Return all the lines below in which the string "trunk" appears.

Entries taken from a collection:

--

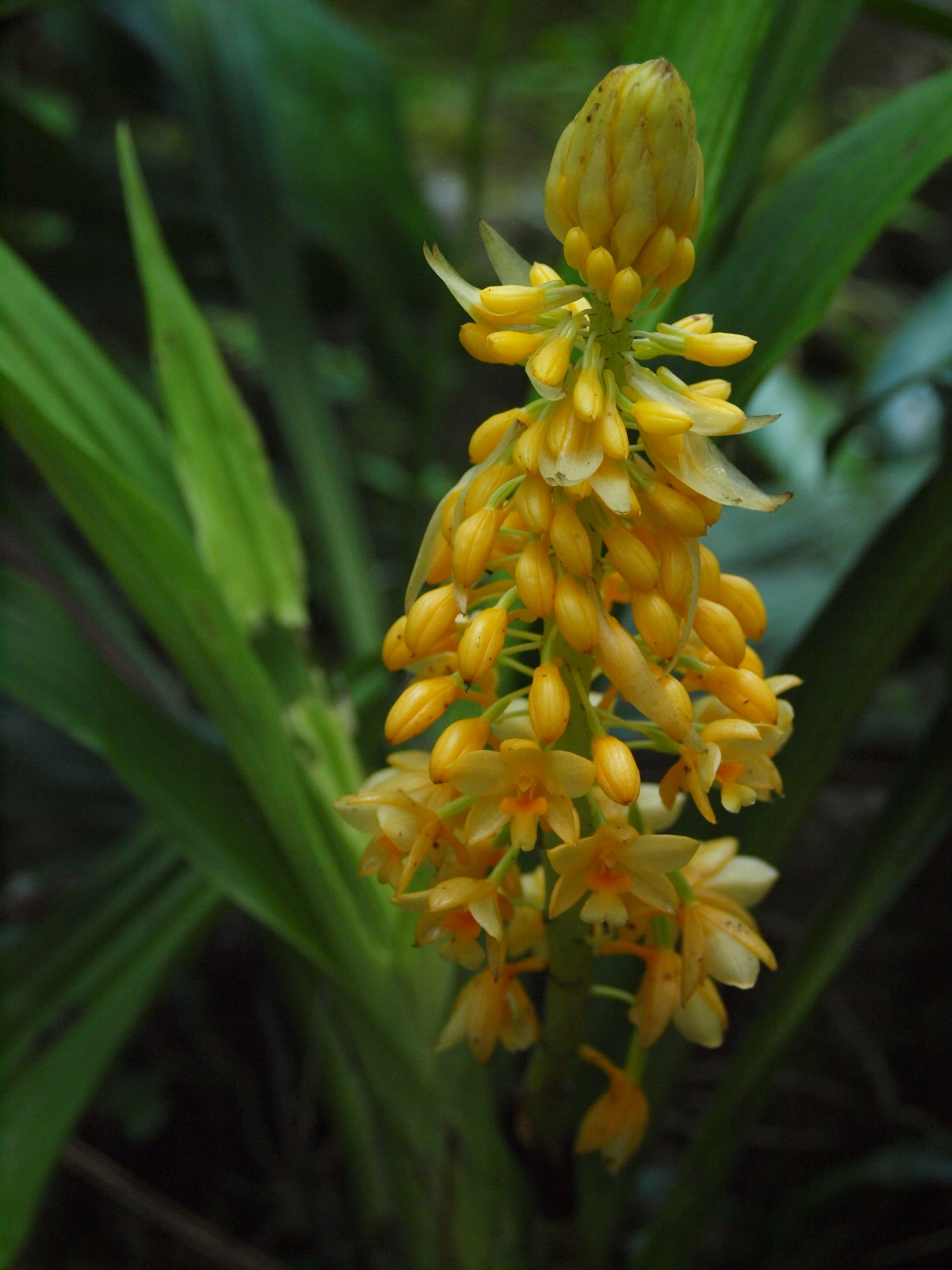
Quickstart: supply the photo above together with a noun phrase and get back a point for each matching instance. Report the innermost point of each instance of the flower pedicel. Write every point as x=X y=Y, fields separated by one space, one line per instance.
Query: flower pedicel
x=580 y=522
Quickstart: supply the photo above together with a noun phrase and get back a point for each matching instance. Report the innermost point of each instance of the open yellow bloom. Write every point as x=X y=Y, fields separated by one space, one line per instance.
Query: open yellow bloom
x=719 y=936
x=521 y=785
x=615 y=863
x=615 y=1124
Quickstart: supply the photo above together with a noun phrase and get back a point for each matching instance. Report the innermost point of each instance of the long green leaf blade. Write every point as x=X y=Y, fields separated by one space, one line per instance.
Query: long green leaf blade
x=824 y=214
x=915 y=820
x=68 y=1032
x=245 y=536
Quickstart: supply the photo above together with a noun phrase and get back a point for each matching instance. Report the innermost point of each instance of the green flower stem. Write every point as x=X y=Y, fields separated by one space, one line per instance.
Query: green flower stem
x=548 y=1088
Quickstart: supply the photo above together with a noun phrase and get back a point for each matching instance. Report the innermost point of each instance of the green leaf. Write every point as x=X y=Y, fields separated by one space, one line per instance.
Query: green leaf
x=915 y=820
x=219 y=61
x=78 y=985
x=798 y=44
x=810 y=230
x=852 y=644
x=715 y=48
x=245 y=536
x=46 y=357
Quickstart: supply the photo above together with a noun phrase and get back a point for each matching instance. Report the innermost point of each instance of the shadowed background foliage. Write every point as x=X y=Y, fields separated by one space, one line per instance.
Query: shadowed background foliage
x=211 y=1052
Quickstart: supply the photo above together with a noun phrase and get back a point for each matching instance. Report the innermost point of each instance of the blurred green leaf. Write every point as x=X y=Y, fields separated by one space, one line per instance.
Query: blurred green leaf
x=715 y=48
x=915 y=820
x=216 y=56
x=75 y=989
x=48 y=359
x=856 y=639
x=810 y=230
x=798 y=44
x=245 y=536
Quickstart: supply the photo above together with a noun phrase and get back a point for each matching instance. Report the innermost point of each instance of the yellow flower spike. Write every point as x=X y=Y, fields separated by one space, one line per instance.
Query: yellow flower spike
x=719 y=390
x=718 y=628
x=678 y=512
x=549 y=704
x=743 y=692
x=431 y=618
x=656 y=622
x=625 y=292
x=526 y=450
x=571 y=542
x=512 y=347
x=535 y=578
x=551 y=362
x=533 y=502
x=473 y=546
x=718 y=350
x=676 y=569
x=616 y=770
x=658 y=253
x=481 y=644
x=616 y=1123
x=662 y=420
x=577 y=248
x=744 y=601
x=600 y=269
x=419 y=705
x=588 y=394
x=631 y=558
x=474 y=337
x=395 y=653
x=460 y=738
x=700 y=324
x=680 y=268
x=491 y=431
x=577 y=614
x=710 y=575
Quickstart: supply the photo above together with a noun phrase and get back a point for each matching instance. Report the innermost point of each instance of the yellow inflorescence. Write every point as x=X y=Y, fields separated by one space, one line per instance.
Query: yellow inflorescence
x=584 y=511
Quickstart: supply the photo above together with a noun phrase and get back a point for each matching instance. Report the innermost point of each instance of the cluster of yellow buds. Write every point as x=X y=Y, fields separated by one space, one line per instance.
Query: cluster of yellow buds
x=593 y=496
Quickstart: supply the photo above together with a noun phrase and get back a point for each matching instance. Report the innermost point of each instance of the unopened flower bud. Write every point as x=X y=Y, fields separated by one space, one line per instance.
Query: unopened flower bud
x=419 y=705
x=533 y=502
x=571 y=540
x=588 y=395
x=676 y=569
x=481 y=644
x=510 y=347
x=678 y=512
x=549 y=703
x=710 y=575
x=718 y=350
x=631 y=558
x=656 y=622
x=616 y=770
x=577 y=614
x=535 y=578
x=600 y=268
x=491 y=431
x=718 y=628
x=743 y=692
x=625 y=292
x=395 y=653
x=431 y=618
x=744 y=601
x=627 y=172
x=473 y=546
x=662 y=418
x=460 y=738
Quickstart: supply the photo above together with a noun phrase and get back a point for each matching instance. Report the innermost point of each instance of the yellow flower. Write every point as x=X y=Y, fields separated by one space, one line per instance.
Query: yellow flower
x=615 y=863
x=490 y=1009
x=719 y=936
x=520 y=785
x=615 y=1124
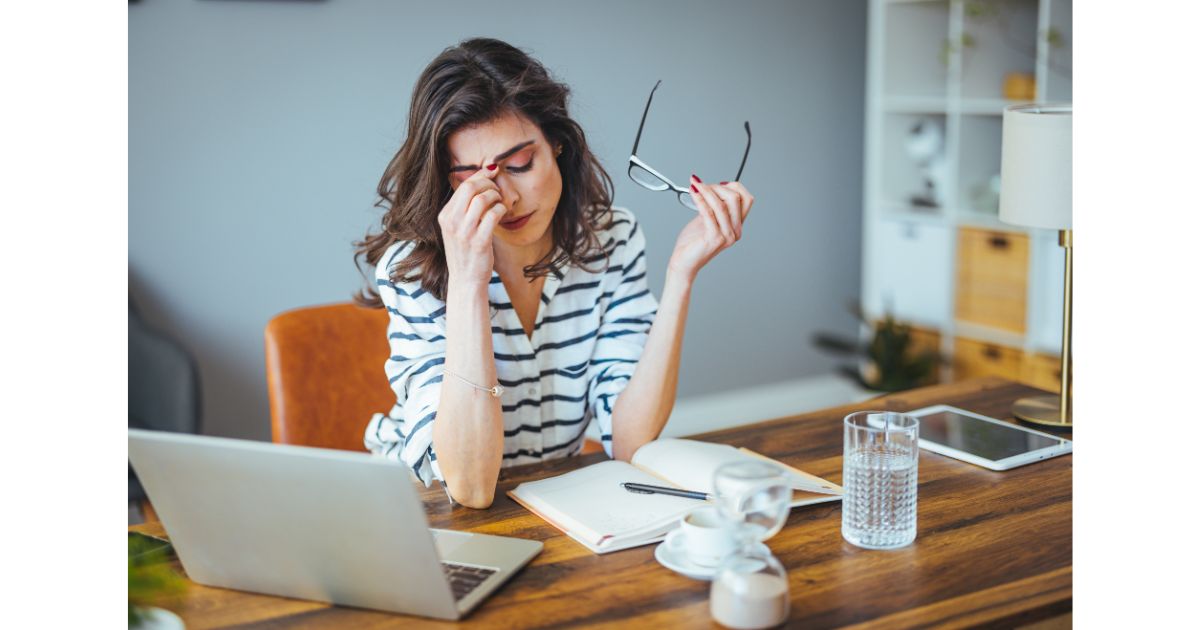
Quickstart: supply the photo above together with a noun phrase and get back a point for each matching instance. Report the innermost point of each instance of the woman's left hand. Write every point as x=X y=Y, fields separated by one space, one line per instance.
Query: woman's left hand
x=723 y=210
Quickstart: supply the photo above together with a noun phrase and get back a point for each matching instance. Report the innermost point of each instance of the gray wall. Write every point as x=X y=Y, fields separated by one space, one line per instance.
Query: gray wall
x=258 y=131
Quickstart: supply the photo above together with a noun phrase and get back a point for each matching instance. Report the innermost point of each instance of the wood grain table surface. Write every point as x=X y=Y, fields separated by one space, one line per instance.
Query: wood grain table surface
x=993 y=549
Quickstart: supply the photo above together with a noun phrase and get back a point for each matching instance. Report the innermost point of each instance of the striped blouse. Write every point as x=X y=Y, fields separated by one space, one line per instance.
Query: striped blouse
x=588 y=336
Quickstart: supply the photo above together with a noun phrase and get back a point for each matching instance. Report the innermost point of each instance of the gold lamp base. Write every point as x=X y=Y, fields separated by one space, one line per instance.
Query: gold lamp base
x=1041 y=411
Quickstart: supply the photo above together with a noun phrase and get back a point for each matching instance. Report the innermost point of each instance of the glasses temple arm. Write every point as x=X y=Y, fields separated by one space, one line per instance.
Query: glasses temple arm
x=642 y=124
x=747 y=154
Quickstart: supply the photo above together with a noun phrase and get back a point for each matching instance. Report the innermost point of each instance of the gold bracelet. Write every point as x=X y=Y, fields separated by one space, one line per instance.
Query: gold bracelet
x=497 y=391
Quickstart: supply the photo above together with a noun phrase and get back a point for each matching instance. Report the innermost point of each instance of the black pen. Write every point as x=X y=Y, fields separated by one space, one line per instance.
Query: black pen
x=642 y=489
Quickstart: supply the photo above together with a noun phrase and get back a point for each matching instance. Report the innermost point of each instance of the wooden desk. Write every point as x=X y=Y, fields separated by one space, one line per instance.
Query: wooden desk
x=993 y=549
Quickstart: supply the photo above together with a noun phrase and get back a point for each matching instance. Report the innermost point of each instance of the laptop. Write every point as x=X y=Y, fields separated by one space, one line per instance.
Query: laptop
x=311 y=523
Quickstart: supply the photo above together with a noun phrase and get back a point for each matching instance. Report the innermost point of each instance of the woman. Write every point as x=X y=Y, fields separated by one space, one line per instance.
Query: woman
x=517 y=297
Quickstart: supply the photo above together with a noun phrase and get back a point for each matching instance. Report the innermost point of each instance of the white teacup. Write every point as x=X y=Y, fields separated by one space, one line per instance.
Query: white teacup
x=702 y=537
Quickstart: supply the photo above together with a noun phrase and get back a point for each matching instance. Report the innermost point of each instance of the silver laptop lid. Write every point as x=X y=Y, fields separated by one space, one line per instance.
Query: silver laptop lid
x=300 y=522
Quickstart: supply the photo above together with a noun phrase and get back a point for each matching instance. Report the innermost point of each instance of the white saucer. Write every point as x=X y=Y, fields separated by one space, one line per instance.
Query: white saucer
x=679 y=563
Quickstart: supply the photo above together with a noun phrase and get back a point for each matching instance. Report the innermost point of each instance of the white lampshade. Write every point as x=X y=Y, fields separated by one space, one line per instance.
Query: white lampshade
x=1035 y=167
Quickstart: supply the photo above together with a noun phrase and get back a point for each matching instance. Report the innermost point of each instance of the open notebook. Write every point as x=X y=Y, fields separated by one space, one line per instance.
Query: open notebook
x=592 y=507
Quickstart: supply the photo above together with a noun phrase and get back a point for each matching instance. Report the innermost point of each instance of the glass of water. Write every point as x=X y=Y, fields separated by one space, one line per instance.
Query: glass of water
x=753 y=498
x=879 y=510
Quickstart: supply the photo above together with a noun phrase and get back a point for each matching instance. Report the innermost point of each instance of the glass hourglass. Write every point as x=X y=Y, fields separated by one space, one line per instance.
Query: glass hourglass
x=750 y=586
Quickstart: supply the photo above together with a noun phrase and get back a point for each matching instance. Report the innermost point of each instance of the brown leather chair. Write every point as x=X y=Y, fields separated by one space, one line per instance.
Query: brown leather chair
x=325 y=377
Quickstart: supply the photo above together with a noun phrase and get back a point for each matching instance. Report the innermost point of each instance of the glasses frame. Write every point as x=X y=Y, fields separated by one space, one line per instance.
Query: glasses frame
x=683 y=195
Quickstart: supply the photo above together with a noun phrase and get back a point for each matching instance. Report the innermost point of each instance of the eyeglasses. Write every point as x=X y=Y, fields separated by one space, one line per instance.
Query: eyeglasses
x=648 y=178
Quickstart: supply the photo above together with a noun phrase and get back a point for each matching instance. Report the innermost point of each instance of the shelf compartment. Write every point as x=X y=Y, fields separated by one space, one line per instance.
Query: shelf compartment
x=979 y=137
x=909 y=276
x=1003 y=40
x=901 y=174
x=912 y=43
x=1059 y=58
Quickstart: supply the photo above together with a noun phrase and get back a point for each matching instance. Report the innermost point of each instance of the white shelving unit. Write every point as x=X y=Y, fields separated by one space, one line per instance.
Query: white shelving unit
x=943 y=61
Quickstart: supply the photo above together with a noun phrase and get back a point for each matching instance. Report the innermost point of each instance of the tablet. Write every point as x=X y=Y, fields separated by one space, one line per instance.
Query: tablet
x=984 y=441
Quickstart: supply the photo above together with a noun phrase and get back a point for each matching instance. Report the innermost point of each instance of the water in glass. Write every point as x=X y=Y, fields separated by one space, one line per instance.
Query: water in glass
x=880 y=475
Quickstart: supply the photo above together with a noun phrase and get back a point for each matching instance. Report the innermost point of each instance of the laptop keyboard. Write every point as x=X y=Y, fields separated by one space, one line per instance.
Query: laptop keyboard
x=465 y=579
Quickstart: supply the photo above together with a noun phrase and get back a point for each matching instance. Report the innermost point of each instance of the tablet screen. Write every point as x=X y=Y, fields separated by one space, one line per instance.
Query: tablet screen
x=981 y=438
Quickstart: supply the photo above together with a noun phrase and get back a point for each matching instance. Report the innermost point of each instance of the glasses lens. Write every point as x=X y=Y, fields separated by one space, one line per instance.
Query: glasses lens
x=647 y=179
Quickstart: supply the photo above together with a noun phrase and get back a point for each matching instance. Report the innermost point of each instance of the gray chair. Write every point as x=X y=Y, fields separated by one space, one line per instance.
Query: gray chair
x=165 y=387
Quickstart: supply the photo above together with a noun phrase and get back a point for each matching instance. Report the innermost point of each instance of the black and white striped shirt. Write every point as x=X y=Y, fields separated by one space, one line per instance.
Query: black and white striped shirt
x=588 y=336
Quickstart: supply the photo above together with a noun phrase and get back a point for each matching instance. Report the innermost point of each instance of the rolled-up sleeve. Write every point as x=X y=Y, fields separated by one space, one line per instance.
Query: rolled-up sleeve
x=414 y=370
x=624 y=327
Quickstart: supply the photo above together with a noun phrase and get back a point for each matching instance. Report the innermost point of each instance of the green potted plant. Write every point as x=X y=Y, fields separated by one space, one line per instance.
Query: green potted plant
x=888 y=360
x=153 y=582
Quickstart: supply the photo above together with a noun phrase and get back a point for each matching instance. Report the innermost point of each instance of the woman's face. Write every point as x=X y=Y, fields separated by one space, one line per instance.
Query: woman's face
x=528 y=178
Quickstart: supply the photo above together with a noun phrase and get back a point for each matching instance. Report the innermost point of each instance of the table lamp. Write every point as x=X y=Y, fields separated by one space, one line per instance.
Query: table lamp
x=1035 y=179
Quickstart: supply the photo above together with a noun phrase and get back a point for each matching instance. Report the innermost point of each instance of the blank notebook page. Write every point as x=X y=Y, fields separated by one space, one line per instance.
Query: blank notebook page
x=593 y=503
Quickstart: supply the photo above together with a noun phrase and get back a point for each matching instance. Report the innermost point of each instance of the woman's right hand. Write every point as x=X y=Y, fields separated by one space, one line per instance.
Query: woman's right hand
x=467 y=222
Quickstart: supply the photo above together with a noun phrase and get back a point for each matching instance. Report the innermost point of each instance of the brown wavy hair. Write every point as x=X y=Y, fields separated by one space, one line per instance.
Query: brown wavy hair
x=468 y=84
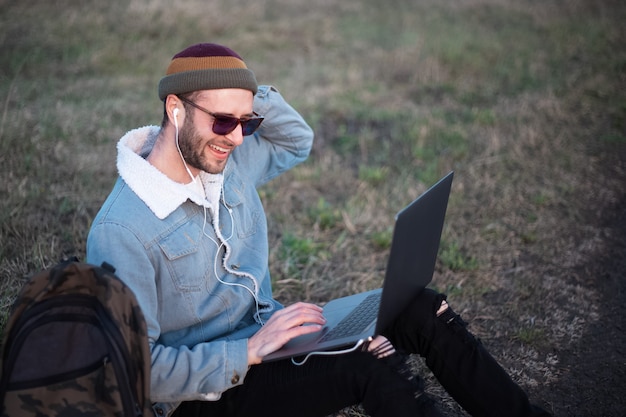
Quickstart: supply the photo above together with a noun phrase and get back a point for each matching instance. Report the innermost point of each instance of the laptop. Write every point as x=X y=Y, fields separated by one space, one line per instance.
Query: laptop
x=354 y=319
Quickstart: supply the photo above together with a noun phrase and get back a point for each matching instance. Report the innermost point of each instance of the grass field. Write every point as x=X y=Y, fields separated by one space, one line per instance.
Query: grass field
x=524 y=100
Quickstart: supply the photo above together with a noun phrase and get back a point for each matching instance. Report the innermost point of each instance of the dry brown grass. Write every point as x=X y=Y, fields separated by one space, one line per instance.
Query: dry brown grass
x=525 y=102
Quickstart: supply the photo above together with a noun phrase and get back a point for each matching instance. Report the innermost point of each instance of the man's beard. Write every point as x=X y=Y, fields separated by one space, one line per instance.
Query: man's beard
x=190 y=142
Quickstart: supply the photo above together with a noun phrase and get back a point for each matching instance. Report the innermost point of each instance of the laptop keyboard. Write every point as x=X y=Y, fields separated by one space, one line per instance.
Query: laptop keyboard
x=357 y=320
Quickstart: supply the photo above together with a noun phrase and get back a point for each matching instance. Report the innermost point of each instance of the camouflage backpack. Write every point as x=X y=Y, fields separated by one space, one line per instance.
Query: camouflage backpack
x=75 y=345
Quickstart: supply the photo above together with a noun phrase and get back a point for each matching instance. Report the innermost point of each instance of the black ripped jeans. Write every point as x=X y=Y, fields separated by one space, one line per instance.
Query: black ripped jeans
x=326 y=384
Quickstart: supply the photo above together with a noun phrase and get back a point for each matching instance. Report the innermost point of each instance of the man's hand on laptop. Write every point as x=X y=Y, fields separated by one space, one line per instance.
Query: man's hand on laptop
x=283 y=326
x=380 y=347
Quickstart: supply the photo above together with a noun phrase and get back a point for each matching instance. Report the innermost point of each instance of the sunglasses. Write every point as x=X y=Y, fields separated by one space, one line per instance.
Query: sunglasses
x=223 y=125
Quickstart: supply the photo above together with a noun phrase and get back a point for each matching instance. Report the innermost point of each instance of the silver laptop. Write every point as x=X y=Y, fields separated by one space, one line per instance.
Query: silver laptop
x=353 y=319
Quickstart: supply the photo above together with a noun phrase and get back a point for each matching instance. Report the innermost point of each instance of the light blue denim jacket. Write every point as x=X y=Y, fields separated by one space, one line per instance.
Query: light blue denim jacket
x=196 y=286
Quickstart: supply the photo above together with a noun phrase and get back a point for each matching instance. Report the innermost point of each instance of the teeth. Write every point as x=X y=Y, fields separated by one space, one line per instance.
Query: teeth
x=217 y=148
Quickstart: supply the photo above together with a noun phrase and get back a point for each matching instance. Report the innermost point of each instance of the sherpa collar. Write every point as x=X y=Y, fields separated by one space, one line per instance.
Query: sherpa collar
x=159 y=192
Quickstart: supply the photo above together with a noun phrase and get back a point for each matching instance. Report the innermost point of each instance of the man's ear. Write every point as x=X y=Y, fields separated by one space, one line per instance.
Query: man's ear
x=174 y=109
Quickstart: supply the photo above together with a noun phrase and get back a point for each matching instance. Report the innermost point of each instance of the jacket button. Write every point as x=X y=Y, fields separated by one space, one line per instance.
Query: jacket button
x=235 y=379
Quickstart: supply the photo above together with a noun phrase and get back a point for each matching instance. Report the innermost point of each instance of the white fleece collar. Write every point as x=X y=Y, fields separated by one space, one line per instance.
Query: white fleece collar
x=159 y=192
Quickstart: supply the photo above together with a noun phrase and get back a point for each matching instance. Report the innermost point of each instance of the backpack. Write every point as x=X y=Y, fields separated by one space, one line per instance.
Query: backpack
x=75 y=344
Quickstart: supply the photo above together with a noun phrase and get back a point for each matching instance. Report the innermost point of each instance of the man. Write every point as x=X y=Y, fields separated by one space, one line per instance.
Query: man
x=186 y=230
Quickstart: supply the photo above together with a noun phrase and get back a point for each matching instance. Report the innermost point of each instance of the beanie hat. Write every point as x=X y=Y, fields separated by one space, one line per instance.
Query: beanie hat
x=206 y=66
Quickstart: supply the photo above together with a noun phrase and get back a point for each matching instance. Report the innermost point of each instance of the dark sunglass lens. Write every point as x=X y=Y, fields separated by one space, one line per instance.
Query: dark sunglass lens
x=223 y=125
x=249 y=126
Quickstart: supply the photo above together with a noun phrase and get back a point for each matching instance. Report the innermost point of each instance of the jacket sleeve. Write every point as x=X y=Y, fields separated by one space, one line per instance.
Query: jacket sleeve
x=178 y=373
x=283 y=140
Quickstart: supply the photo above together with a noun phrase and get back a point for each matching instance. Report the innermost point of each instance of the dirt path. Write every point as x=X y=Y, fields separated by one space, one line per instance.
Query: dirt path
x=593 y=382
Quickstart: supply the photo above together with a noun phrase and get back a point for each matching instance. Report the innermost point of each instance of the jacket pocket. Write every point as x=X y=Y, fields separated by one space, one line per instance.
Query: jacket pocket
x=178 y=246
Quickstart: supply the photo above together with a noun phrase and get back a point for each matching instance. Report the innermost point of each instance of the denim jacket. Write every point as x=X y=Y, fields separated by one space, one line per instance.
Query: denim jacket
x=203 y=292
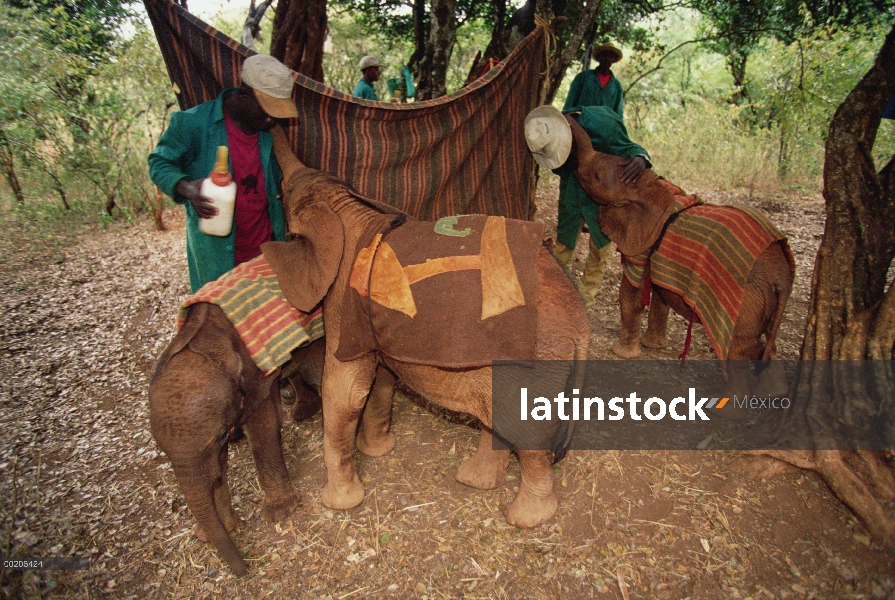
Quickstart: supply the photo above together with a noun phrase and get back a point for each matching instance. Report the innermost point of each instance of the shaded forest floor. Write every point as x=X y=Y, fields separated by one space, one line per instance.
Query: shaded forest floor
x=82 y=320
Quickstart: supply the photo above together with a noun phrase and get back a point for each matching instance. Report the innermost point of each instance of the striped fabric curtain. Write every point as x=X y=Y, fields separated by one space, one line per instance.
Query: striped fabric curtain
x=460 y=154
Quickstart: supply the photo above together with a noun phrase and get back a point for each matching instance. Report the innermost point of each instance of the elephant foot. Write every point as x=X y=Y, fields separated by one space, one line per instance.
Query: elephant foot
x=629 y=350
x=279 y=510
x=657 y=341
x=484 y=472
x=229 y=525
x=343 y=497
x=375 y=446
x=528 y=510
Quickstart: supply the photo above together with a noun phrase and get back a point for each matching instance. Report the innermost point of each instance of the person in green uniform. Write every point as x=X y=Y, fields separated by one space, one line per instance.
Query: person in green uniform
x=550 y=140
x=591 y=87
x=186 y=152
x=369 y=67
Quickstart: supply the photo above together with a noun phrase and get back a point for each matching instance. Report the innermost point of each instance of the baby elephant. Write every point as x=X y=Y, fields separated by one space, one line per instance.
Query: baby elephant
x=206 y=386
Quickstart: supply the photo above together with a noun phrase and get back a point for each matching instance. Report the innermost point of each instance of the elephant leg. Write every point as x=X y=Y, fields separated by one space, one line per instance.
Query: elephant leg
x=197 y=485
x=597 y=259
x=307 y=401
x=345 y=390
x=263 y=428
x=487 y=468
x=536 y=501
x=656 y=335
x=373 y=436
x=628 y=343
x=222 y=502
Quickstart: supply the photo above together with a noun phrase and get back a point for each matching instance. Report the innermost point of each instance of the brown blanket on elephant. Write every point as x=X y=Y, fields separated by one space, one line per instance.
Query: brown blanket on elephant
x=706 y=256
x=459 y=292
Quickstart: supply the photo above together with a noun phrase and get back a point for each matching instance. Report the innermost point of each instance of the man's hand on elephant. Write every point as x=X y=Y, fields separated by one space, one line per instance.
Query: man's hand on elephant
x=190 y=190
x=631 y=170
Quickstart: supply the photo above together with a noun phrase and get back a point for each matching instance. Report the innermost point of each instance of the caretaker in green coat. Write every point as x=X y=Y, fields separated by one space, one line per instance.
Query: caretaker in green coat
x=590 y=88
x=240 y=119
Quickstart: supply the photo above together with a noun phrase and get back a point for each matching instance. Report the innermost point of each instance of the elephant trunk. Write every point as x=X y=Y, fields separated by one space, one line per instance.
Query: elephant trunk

--

Exercise response:
Quickstart: supply the photo above together with a noun phrase and get back a point for each matching instance. Report the innermost point of each instance of the elephant trunk. Write every point as x=X y=Y, fields separated by one space, one line per instance.
Query: elephant trunk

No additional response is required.